#### SOURCE RECORDS
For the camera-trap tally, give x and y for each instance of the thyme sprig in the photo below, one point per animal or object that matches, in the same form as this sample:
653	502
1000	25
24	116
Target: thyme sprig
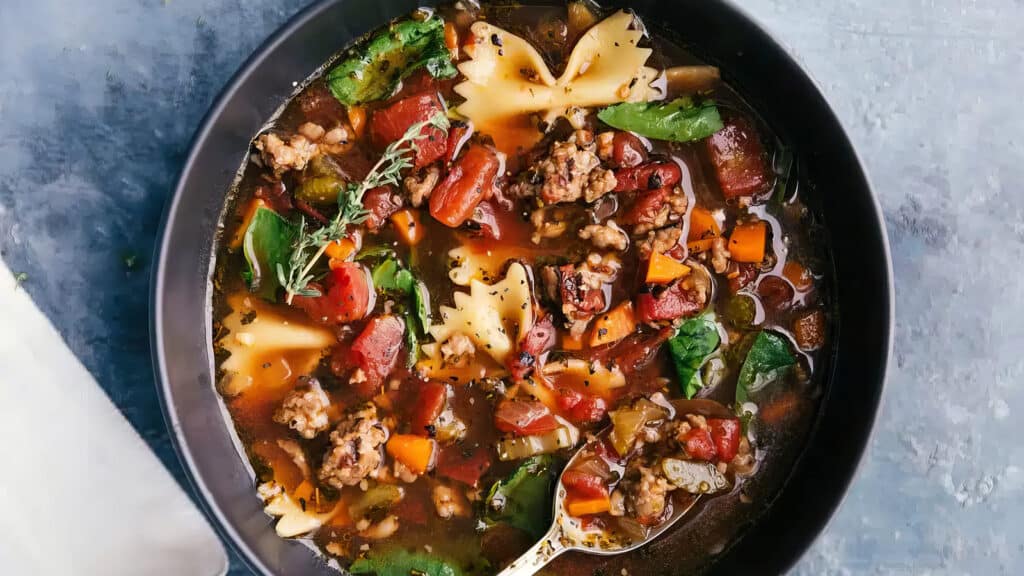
310	245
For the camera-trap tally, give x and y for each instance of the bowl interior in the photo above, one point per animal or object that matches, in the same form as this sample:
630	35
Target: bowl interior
754	64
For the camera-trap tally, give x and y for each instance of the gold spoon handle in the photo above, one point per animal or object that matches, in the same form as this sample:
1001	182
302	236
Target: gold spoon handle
538	556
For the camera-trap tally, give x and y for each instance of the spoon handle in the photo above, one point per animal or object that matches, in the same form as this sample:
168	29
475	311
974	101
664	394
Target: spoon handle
538	556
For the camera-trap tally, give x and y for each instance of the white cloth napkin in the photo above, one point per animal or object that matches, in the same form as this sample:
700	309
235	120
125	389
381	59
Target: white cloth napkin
80	492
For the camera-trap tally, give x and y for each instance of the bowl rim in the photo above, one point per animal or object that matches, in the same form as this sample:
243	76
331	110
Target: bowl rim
301	18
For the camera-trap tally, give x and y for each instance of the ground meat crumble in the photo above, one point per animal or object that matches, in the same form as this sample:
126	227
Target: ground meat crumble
304	409
355	452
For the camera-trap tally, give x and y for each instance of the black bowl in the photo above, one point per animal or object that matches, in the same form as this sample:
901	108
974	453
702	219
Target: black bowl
752	62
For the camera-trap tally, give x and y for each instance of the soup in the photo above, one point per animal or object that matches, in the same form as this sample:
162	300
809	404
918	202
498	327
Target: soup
486	237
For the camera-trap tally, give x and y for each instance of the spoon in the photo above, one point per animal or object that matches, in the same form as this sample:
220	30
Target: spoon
566	534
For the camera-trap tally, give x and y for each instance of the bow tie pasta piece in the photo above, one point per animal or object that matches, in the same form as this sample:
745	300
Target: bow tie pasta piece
506	77
267	348
494	317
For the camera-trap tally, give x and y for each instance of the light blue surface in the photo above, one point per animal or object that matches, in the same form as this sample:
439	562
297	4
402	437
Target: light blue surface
98	99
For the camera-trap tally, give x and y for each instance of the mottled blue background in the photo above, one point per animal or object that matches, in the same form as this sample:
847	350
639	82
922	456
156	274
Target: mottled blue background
99	98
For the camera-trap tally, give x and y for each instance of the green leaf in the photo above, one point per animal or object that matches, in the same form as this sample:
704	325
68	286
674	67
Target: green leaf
695	339
768	360
396	562
373	70
679	121
266	245
413	343
524	499
421	299
390	276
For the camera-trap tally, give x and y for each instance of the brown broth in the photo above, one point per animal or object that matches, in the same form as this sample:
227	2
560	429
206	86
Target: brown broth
713	524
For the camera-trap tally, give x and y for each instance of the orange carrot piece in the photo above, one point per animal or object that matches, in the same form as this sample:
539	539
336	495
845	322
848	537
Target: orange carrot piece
587	506
748	242
340	249
407	223
663	270
414	451
702	224
697	246
571	342
247	219
357	119
452	39
798	276
613	326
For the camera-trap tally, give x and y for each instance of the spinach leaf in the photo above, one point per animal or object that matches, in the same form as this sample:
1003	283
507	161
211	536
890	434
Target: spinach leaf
768	360
376	252
524	499
694	340
679	121
396	562
266	245
372	70
390	276
421	300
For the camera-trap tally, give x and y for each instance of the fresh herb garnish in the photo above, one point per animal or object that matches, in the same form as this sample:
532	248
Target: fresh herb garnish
768	360
309	246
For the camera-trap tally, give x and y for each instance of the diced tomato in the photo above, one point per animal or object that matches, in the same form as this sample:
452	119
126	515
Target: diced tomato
648	176
775	293
699	445
375	352
646	207
747	273
470	180
524	417
540	339
675	301
458	135
628	151
390	124
465	465
381	202
581	408
739	160
429	404
344	298
725	433
583	484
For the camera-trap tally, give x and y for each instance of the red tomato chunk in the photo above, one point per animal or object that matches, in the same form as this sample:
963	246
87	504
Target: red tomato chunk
346	297
470	180
524	417
375	353
725	433
390	123
739	160
429	405
648	176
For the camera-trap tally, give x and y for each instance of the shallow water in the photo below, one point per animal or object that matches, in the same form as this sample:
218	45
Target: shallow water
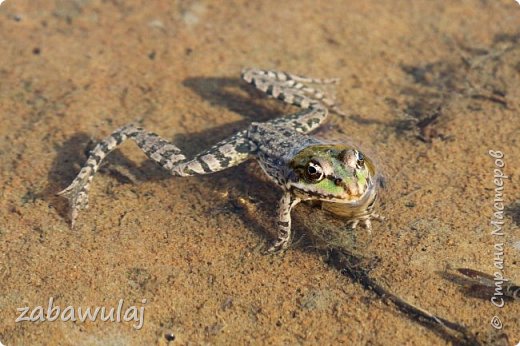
429	89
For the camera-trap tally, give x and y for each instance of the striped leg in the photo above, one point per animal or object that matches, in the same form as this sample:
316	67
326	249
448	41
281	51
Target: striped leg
224	154
287	202
292	89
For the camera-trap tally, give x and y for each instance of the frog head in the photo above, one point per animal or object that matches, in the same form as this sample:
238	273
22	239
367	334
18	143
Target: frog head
333	173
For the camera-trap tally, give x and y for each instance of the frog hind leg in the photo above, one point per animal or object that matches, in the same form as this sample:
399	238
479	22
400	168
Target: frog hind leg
295	90
225	154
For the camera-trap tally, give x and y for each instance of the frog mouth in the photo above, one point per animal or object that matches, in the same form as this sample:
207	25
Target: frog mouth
352	208
351	195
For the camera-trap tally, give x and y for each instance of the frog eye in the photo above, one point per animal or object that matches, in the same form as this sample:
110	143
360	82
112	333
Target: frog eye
360	160
314	171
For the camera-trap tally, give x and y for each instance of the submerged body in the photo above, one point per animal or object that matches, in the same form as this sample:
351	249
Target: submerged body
305	167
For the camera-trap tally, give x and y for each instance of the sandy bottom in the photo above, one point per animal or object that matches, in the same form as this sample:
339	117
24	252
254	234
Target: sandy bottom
429	88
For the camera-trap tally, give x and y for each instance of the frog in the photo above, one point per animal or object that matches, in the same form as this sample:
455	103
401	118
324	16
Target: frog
339	176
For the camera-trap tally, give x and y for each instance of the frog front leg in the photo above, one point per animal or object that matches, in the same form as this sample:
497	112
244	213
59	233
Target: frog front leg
287	202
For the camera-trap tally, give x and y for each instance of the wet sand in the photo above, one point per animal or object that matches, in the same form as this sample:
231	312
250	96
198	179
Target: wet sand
429	88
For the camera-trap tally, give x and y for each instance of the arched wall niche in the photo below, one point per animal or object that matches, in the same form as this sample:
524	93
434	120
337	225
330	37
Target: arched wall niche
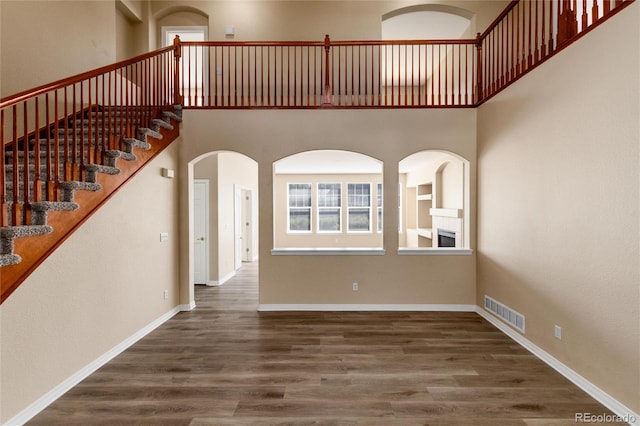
428	21
327	199
434	201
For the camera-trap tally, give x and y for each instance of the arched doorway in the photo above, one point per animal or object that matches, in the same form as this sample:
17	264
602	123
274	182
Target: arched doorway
223	213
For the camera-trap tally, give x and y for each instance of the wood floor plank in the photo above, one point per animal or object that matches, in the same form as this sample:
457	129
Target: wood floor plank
224	363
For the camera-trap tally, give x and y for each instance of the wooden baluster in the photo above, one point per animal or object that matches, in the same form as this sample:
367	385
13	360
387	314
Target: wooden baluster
255	76
530	37
235	76
26	174
501	55
543	50
494	62
37	179
49	152
459	46
551	44
536	56
281	48
4	214
523	33
512	67
433	75
516	41
446	75
56	149
177	54
15	206
594	12
84	145
420	74
66	137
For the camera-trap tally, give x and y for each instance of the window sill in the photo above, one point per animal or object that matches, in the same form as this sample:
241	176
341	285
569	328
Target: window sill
329	252
434	251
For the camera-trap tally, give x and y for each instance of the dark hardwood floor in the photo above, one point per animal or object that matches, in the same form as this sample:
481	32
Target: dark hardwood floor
226	364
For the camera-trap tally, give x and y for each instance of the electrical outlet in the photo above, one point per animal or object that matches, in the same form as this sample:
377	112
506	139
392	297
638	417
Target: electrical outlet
557	331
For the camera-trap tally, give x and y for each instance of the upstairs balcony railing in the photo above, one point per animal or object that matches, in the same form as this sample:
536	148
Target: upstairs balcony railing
323	74
385	74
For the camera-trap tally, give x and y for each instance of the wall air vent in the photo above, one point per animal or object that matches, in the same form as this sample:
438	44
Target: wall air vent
505	313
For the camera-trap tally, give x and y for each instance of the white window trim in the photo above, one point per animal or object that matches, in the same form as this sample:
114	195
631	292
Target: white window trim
370	230
289	230
318	208
400	210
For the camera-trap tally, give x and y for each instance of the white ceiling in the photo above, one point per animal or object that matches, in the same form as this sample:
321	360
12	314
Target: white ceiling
345	162
328	161
424	25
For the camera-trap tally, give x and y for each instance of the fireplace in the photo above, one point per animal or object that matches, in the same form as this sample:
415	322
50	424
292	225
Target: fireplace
446	238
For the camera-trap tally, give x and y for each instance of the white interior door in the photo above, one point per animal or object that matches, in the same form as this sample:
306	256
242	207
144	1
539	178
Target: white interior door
247	228
201	231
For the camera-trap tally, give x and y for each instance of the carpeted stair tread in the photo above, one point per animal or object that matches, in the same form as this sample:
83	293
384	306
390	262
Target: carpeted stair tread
85	186
41	206
161	124
102	169
75	138
114	153
9	259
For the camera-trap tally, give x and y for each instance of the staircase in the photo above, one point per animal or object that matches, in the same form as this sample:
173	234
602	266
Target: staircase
73	167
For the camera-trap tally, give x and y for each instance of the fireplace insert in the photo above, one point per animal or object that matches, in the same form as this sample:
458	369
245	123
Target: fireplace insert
446	238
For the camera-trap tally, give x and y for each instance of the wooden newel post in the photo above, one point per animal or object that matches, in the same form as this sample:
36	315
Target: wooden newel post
177	54
479	94
327	85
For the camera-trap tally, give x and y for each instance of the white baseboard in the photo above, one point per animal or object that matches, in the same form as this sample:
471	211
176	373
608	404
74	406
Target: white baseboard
187	306
365	307
598	394
222	280
55	393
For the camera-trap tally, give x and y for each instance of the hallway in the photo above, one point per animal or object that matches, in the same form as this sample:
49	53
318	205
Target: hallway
224	363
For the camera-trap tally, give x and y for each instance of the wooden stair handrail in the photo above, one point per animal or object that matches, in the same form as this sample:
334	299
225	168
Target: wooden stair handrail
11	100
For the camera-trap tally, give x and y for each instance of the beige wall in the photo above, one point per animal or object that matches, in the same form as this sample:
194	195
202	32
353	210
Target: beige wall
285	239
225	171
310	20
40	40
103	285
558	194
389	136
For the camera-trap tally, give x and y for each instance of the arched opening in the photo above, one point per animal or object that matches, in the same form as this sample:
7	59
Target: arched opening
327	199
223	213
434	201
427	22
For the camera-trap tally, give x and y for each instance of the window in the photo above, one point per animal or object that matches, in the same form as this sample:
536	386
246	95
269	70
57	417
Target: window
299	204
379	207
359	207
400	208
329	207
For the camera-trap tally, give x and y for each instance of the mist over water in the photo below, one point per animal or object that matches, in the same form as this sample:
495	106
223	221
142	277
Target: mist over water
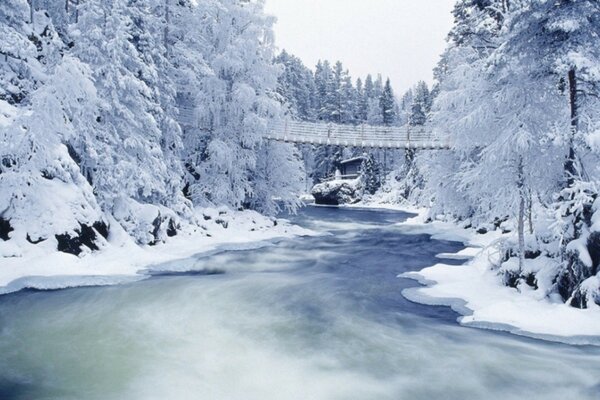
309	318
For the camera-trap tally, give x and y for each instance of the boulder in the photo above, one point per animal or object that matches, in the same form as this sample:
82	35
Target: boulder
338	192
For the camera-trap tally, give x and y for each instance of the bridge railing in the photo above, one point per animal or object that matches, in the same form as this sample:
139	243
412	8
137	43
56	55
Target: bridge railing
355	135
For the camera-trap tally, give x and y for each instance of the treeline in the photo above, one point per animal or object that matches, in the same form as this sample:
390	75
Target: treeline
330	94
519	98
132	113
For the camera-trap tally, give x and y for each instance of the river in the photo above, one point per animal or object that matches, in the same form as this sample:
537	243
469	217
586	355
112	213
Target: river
306	318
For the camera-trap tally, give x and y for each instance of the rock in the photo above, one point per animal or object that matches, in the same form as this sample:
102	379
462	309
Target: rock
338	192
84	236
5	229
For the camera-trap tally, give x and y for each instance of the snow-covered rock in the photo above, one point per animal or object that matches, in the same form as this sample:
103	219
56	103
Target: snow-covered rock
338	192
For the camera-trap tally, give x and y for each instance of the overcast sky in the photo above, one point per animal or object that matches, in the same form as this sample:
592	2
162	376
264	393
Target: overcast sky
401	39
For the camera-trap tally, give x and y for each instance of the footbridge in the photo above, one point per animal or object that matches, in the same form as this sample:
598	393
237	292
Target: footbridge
360	136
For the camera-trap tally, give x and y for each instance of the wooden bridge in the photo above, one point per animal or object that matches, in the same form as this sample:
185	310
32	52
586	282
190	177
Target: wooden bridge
328	134
361	136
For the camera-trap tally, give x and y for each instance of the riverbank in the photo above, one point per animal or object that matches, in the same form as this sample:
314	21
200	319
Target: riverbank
476	291
122	260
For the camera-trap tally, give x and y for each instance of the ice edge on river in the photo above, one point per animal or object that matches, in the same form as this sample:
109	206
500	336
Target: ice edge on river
475	291
123	261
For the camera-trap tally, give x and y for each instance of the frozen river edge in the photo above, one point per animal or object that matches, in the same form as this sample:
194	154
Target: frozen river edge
476	292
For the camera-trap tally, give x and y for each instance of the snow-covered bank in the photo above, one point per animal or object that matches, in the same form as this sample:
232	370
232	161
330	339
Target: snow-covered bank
476	291
122	260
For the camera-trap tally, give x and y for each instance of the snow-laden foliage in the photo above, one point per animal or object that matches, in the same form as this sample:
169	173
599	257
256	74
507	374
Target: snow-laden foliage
517	97
113	111
329	94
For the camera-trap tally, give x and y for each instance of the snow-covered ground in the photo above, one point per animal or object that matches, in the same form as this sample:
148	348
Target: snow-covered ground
476	291
121	260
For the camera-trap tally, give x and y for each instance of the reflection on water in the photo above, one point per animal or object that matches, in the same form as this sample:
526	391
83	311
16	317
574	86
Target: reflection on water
310	318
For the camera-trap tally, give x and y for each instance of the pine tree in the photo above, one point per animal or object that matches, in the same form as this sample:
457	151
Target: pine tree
387	102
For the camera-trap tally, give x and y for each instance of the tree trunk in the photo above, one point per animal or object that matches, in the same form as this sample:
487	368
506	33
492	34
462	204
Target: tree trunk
570	164
31	12
167	23
530	213
521	219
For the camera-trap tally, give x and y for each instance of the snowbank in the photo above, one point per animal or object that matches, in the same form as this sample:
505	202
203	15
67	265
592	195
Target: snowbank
121	260
476	291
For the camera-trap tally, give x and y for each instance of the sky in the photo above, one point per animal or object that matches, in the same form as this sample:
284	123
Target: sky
401	39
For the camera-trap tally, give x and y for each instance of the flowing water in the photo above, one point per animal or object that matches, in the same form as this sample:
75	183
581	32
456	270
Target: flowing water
307	319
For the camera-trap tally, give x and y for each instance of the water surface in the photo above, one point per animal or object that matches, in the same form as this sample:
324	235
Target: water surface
308	318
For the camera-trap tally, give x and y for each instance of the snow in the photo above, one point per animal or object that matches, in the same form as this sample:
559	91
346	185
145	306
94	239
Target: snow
122	260
476	291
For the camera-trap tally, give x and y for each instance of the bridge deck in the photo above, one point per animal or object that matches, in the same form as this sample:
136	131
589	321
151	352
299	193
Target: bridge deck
364	136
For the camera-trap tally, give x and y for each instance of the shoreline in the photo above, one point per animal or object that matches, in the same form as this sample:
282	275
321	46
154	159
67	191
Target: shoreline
476	292
123	261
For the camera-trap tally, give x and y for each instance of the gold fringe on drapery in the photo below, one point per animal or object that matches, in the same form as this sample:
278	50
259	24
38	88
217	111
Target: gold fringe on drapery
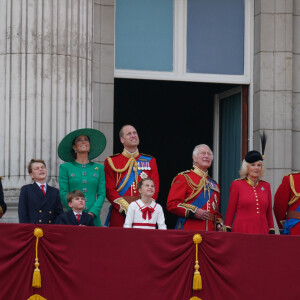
36	279
197	281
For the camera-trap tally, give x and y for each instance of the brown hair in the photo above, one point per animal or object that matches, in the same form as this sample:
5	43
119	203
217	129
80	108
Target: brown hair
29	167
73	194
140	183
73	153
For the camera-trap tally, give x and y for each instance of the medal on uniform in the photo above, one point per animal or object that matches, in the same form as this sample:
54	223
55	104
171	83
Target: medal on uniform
213	205
143	175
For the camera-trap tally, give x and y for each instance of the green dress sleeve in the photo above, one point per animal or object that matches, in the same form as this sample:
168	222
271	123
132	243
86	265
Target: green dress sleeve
101	191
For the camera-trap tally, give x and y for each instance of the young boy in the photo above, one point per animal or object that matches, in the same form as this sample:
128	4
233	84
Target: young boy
145	212
39	202
75	216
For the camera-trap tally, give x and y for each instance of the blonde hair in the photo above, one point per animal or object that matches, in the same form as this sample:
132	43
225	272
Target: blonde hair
196	150
244	169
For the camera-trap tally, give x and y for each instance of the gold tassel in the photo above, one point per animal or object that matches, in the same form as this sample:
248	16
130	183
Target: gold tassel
197	281
36	279
36	297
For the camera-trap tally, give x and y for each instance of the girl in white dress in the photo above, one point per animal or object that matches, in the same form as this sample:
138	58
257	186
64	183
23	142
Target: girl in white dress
145	212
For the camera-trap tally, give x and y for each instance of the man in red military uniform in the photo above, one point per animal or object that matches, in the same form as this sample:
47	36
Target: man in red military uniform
287	204
123	172
194	197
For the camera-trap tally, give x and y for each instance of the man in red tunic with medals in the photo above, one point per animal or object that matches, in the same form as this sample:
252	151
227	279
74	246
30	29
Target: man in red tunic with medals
123	172
287	204
194	197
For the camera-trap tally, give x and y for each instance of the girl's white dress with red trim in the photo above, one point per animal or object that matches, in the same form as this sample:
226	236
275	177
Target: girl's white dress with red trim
141	216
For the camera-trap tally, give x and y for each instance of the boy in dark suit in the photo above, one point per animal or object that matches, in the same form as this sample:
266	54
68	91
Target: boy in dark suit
39	202
75	216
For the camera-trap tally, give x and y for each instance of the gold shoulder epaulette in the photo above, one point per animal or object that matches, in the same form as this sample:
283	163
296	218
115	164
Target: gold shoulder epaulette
291	173
181	173
146	155
238	179
184	172
263	180
115	155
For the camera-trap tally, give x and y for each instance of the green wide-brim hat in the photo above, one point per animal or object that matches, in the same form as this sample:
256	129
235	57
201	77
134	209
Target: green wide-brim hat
97	143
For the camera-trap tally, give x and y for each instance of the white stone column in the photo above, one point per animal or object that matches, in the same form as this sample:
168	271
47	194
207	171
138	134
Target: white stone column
46	52
273	71
296	86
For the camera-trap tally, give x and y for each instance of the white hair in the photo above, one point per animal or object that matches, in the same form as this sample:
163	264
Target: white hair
196	150
244	169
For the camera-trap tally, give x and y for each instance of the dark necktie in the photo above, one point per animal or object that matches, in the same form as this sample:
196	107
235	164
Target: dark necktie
43	188
147	210
78	217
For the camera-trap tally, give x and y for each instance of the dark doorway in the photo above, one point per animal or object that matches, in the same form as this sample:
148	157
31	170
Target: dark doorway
171	119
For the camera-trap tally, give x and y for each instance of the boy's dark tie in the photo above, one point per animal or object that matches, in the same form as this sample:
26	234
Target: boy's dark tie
43	188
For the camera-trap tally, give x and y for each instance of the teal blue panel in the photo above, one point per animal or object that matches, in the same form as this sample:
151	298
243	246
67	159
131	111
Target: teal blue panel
230	145
144	35
215	36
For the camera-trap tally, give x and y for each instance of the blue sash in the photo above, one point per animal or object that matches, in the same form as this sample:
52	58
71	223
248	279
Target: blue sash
199	202
130	181
290	224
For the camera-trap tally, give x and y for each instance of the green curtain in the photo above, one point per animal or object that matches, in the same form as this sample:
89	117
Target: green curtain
230	145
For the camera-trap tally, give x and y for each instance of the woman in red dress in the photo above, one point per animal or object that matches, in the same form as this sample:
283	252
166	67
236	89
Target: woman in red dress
250	199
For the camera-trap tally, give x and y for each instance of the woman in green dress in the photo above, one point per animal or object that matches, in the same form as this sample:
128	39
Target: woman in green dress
77	149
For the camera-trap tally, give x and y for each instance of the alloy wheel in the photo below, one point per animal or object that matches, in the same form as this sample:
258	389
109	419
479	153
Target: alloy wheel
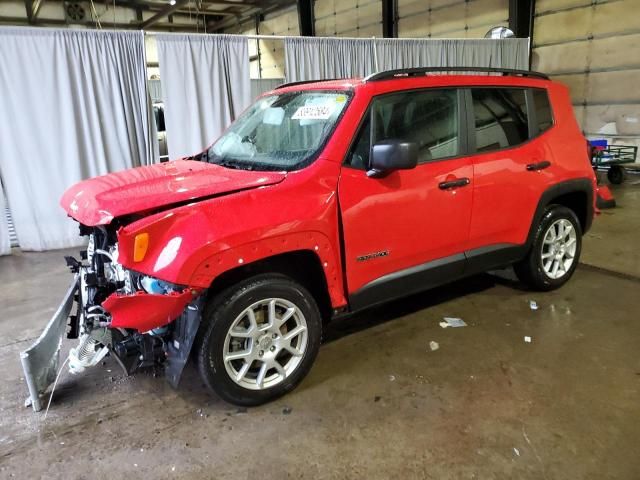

#### YOUR TASK
Search the entries for the word "alloy" and show every line that has it.

#### TASK SOLUTION
For the camera-trap tally, give x and y for each instance of the alloy wheel in the photo below, one point per animal or object that matches, in the same form as this sample:
Target: alloy wheel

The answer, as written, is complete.